GIVEN TEXT.
News Release

UTSA professor receives $1.5 million grant to study male infertility

Top-tier research will use cutting edge technology to examine spermatogonial stem cells in a new way

Grant and Award Announcement

University of Texas at San Antonio

(SAN ANTONIO, August 16, 2017) -- Brian Hermann, assistant professor of biology at The University of Texas at San Antonio, has received a $1.5 million grant from the National Institutes of Health to study male infertility with cutting-edge technology. Hermann, whose laboratory focuses on stem cell research to preserve male fertility, is examining the cells that make fertility possible in a way that has never been done before.

"What we're looking at is the formation of stem cells that support sperm production in the testes," Hermann said. "For a man to be fertile, he has to have those cells. If a man is infertile, the reason is often because these cells never formed or they formed and later died out."

The cells Hermann is studying are called spermatogonial stem cells. They're responsible for making sure that sperm are produced throughout a man's lifespan and are absolutely essential for male fertility.

"To understand why they sometimes don't form properly, we need to know how they are formed normally," Hermann said.

While researchers have presented theories about why spermatogonial stem cells don't form properly, those theories have never been tested in a laboratory setting because the tools haven't previously existed.

Hermann is utilizing cutting-edge technology, most notably single-cell gene expression profiling, which involves studying the characteristics of a single stem cell rather than a large group of them all at once.

"By singling out a cell, we're able to sort out the potentially healthy cells from the less viable ones," he said. "Previously, we couldn't look at them individually. And when you work that way, you wash out the differences between the cells."

The goal of the new project is to understand how the cell formation works on the most basic level, which could lead to a better understanding of how fertility is established in men.

"If we know how fertility works and how it forms in men, we can learn how it goes wrong," Hermann said.

Hermann believes that if his work is successful, it could open the door to earlier, more accurate diagnoses and more effective treatment to remedy infertility.

"It is exciting because there are many ways we could apply this information to help men have their own children," he said.

USING THE INFORMATION.
1 - Decide whether each statement below agrees with the news release about the male infertility grant. Answer yes or no and quote the words from the news release that settle it.
(a) The grant came from the National Institutes of Health.
(b) Theories about why spermatogonial stem cells don't form properly have already been tested in a laboratory.
(c) Single-cell gene expression profiling examines a large group of stem cells at once.
2 - Answer these questions from the news release about the male infertility grant.
(a) What is Brian Hermann's position at The University of Texas at San Antonio?
(b) What are the cells Hermann is studying called?
(c) What does Hermann believe his work could lead to if it is successful?

ENTRIES SHOWN.
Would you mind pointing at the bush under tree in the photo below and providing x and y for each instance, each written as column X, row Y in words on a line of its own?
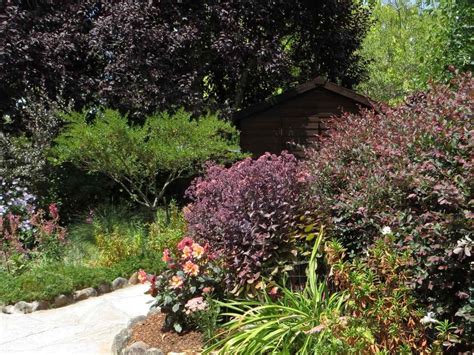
column 410, row 169
column 247, row 213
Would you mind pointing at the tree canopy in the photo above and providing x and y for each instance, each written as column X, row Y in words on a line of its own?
column 141, row 57
column 144, row 159
column 413, row 42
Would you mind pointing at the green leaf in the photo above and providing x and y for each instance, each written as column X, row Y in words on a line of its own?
column 177, row 327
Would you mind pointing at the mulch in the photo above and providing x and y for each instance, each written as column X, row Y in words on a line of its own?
column 150, row 332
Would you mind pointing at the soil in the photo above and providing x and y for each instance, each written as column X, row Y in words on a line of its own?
column 150, row 332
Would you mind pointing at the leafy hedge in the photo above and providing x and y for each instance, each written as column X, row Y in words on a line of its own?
column 408, row 168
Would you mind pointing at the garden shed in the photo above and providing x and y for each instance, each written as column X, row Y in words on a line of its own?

RESPONSES PER TASK.
1 -
(a) Yes: "has received a $1.5 million grant from the National Institutes of Health"
(b) No: "those theories have never been tested in a laboratory setting"
(c) No: "studying the characteristics of a single stem cell rather than a large group of them all at once"

2 -
(a) Assistant professor of biology
(b) Spermatogonial stem cells
(c) Earlier, more accurate diagnoses and more effective treatment to remedy infertility